◆ Assignment ◆
If an entry holds a picture, leave the picture out and output everything else exactly.

◆ Information ◆
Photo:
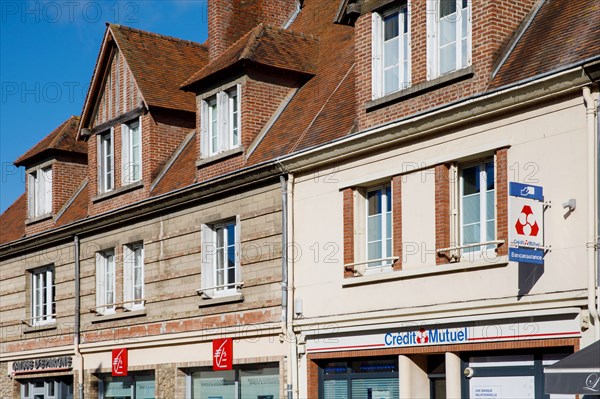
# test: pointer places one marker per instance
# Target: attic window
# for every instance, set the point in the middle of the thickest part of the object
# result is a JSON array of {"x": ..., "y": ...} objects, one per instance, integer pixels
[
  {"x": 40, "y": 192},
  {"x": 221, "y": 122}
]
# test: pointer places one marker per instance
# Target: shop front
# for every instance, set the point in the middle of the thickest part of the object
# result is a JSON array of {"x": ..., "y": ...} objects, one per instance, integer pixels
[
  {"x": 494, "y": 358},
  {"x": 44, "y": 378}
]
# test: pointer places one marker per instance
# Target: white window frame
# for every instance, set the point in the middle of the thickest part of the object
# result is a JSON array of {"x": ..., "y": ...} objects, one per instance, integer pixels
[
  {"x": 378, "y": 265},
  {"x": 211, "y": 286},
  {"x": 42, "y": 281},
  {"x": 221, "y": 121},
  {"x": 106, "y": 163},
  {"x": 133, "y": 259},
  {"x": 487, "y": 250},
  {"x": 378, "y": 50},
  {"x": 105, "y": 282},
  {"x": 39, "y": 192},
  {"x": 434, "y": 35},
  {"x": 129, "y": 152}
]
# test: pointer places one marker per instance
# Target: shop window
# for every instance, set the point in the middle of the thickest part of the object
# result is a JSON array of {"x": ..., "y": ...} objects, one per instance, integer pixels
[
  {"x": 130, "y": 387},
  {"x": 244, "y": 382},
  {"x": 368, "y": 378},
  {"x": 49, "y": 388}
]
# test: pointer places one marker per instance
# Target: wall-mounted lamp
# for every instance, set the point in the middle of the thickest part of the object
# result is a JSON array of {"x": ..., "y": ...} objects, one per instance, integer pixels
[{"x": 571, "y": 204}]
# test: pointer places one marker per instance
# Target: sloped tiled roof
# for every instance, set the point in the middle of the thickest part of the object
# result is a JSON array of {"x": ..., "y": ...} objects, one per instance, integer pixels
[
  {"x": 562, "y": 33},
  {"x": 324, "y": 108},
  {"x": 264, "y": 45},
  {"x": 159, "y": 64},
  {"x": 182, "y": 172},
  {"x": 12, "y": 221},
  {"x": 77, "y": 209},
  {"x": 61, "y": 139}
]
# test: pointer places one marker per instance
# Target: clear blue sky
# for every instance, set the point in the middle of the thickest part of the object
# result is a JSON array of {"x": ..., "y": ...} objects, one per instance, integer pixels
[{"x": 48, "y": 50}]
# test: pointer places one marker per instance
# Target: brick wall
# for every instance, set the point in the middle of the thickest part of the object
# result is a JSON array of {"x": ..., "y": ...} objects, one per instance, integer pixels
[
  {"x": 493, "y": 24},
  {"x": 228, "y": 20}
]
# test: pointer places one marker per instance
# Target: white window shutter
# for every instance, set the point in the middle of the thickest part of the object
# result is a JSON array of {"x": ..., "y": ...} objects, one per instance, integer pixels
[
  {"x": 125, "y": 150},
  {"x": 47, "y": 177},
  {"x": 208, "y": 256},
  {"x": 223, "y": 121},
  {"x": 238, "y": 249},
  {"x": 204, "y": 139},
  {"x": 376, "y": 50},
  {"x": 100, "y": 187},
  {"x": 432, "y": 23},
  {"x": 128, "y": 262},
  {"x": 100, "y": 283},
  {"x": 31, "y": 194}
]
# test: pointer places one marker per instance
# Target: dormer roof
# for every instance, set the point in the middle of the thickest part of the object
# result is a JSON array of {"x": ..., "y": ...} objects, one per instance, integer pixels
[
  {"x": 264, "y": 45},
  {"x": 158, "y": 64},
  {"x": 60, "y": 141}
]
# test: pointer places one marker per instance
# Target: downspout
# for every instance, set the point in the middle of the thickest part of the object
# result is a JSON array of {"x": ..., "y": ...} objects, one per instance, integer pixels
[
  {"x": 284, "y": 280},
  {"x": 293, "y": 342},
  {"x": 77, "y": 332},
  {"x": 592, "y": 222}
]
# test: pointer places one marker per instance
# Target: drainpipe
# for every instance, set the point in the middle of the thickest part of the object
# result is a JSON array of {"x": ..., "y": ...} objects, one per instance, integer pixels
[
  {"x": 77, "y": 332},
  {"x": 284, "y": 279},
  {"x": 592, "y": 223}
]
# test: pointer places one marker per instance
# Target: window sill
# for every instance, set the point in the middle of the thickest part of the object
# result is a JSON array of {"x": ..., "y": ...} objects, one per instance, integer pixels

◆ Result of this exercise ◆
Photo:
# test: pointer places one marker per instance
# Target: attic window
# for every instance, set the point in the middle of the thickest part of the object
# result is a JSON array of {"x": ..., "y": ...} objects, one per instance, integer pixels
[
  {"x": 40, "y": 192},
  {"x": 221, "y": 122}
]
# test: pointer places one marker per instance
# Target: shop front
# for every instance, set the point in the middle of the thickest part of the object
# result is a JSON array of {"x": ..., "y": ...} objects, one per instance, integer pixels
[
  {"x": 494, "y": 358},
  {"x": 44, "y": 378}
]
# test: pointer places one marker per instance
# Target: white window frame
# for every instance, set the point in the middle of the thickest part of the object
# result is a JSON array of {"x": ..., "y": ...} objects, one per instance, integer pixels
[
  {"x": 378, "y": 265},
  {"x": 211, "y": 286},
  {"x": 42, "y": 281},
  {"x": 221, "y": 121},
  {"x": 106, "y": 163},
  {"x": 133, "y": 259},
  {"x": 487, "y": 250},
  {"x": 378, "y": 50},
  {"x": 105, "y": 282},
  {"x": 39, "y": 192},
  {"x": 434, "y": 35},
  {"x": 129, "y": 152}
]
# test: pointer places one marker per instance
# Target: shop window
# for every instance, set the point in the middle of the thickest part of the object
# result is a JSON array of {"x": ..., "y": ...} objects, one per instance, integer pixels
[
  {"x": 130, "y": 387},
  {"x": 244, "y": 382},
  {"x": 368, "y": 378},
  {"x": 49, "y": 388}
]
# test: pointer places one marker per instance
# Target: wall-mounted lamp
# for every instance, set the point in the middle of the thickest part of the object
# result is a JSON array of {"x": ..., "y": ...} objects, one per instance, integer pixels
[{"x": 571, "y": 204}]
# test: pointer places one marker per instance
# Target: sloped tiled roof
# for every instance, set the point in the middle of the thickest part of the object
# result is a JSON array of {"x": ..., "y": ...} objects, one per instance, integer pixels
[
  {"x": 562, "y": 33},
  {"x": 324, "y": 108},
  {"x": 264, "y": 45},
  {"x": 159, "y": 64},
  {"x": 182, "y": 172},
  {"x": 12, "y": 221},
  {"x": 77, "y": 209},
  {"x": 61, "y": 139}
]
# test: pointer places one marker per instance
# Target: clear blue sky
# for every instance, set the point in the middle of the thickest part of the object
# result is a JSON array of {"x": ..., "y": ...} objects, one per instance, integer pixels
[{"x": 48, "y": 50}]
# test: pointer places one marker per instance
# Target: brick wall
# for every instance, set the point in the middle of the thickest part of the object
# result is a JSON array of {"x": ..., "y": ...} objects, one per instance, integer pixels
[
  {"x": 493, "y": 24},
  {"x": 228, "y": 20}
]
# test: pointer places one marker per instance
# Target: white window shutter
# for every instance, set the point in the middle of the thickest part of the object
# result is a JSON array of {"x": ..., "y": ...} objects, one per instance, integer pixels
[
  {"x": 125, "y": 150},
  {"x": 47, "y": 177},
  {"x": 208, "y": 256},
  {"x": 223, "y": 121},
  {"x": 238, "y": 249},
  {"x": 204, "y": 139},
  {"x": 376, "y": 50},
  {"x": 100, "y": 187},
  {"x": 432, "y": 23},
  {"x": 128, "y": 262},
  {"x": 100, "y": 283},
  {"x": 31, "y": 194}
]
# test: pointer places one marker per instance
# Target: dormer roof
# for every instance, set the point in the middle of the thickest part of the object
# result is a JSON array of {"x": ..., "y": ...} objects, one per instance, integer pixels
[
  {"x": 264, "y": 45},
  {"x": 158, "y": 64},
  {"x": 60, "y": 141}
]
# test: pointer places one marker per instance
# Target: downspout
# for every instance, set the point in the middle of the thickest part of the object
# result is a JSON array of {"x": ..., "y": ...} objects, one per instance, integer pixels
[
  {"x": 284, "y": 280},
  {"x": 293, "y": 342},
  {"x": 77, "y": 332},
  {"x": 592, "y": 222}
]
# test: pointer places one marker per instance
# Target: drainpipe
# for every instance, set the point in the middle of the thickest part of the object
# result is a JSON array of {"x": ..., "y": ...} objects, one per instance, integer pixels
[
  {"x": 77, "y": 332},
  {"x": 284, "y": 279},
  {"x": 592, "y": 223}
]
# test: pointer places one marker per instance
# Target: window sill
# for every instance, set the point in the middle of the thickest part of the object
# result is a JSON array of {"x": ..., "y": ...} objects, one per instance, integer pixels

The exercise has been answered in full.